Directions for this task: Rewrite every entry with "shirt collar" changed to "jacket collar" and everything else left as it is.
— Begin Records provided —
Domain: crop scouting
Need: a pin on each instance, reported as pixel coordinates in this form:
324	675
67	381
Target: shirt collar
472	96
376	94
— End Records provided —
Output:
Domain: crop scouting
Need: a pin on each instance, reported as pixel coordinates in this form:
324	675
67	381
Target: jacket collar
472	96
376	94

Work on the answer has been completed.